The exercise:
Please gather every row below that contains the word "flagpole" and copy each of those rows in full.

--- BEGIN Available data ---

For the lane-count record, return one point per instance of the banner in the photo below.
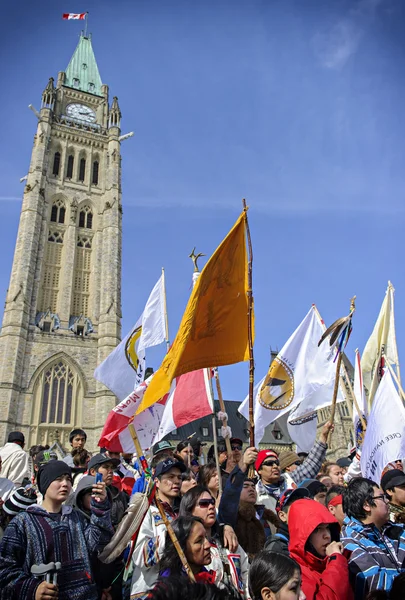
(189, 399)
(302, 372)
(214, 327)
(124, 369)
(384, 440)
(382, 341)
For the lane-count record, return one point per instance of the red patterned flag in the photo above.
(75, 16)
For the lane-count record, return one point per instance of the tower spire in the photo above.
(82, 72)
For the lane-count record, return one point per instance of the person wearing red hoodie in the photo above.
(314, 544)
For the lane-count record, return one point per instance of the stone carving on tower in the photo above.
(66, 273)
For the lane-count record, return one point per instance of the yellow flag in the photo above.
(214, 328)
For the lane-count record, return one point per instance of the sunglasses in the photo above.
(271, 463)
(206, 502)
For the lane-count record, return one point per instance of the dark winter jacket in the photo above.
(322, 578)
(35, 537)
(249, 530)
(120, 501)
(377, 556)
(278, 542)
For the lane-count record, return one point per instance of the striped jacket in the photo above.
(35, 537)
(376, 556)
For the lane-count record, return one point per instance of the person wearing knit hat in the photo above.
(316, 488)
(15, 461)
(289, 461)
(59, 533)
(273, 483)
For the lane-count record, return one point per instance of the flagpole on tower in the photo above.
(250, 328)
(165, 311)
(85, 24)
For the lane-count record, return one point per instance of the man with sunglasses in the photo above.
(376, 544)
(150, 543)
(273, 483)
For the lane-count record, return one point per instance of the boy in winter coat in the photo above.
(54, 533)
(108, 577)
(314, 544)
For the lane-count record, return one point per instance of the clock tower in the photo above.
(62, 313)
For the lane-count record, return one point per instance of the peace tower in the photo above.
(62, 313)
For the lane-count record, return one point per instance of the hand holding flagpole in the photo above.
(339, 333)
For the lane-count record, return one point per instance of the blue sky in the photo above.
(296, 105)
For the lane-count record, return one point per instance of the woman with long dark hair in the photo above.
(275, 576)
(192, 538)
(230, 568)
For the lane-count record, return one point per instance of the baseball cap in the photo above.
(160, 446)
(101, 459)
(263, 454)
(392, 478)
(287, 459)
(344, 462)
(170, 463)
(290, 496)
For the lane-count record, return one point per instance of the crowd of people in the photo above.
(255, 525)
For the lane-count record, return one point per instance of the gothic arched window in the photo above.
(58, 212)
(48, 296)
(82, 169)
(86, 218)
(57, 402)
(94, 178)
(81, 277)
(56, 163)
(69, 170)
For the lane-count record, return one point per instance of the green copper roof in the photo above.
(82, 71)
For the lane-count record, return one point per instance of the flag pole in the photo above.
(392, 289)
(222, 407)
(165, 311)
(161, 510)
(250, 329)
(395, 377)
(339, 333)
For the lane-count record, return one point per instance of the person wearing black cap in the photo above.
(150, 543)
(101, 463)
(77, 439)
(15, 461)
(55, 532)
(393, 485)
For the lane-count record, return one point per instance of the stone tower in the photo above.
(62, 313)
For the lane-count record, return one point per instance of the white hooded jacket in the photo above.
(15, 463)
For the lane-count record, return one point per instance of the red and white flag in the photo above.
(74, 16)
(189, 399)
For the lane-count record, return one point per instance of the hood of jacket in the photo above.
(303, 518)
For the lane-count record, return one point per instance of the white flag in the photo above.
(124, 369)
(301, 371)
(381, 341)
(360, 394)
(384, 440)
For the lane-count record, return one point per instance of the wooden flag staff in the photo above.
(339, 333)
(160, 508)
(250, 328)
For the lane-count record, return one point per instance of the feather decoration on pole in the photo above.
(339, 333)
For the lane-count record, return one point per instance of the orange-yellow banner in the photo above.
(214, 328)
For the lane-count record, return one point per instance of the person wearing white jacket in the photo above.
(152, 534)
(15, 461)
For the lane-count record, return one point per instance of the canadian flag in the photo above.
(189, 399)
(74, 16)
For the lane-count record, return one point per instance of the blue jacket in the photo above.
(35, 537)
(377, 556)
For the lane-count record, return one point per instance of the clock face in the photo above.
(81, 113)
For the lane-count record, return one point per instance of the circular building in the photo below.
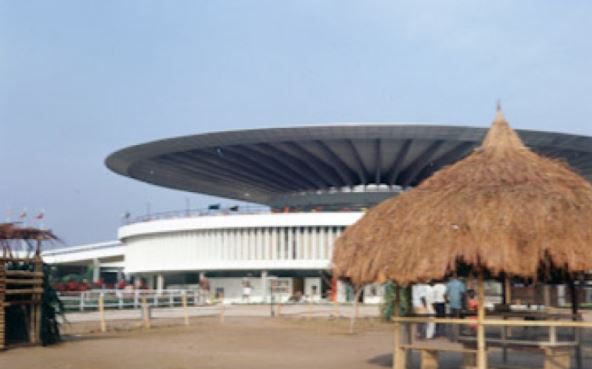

--- END Available data ---

Written response:
For the lane-count record, return one point per instance of the flagpole on tower in the photo above.
For the lane-count record, return one point per instance of the hand holding flagpole in the photo above.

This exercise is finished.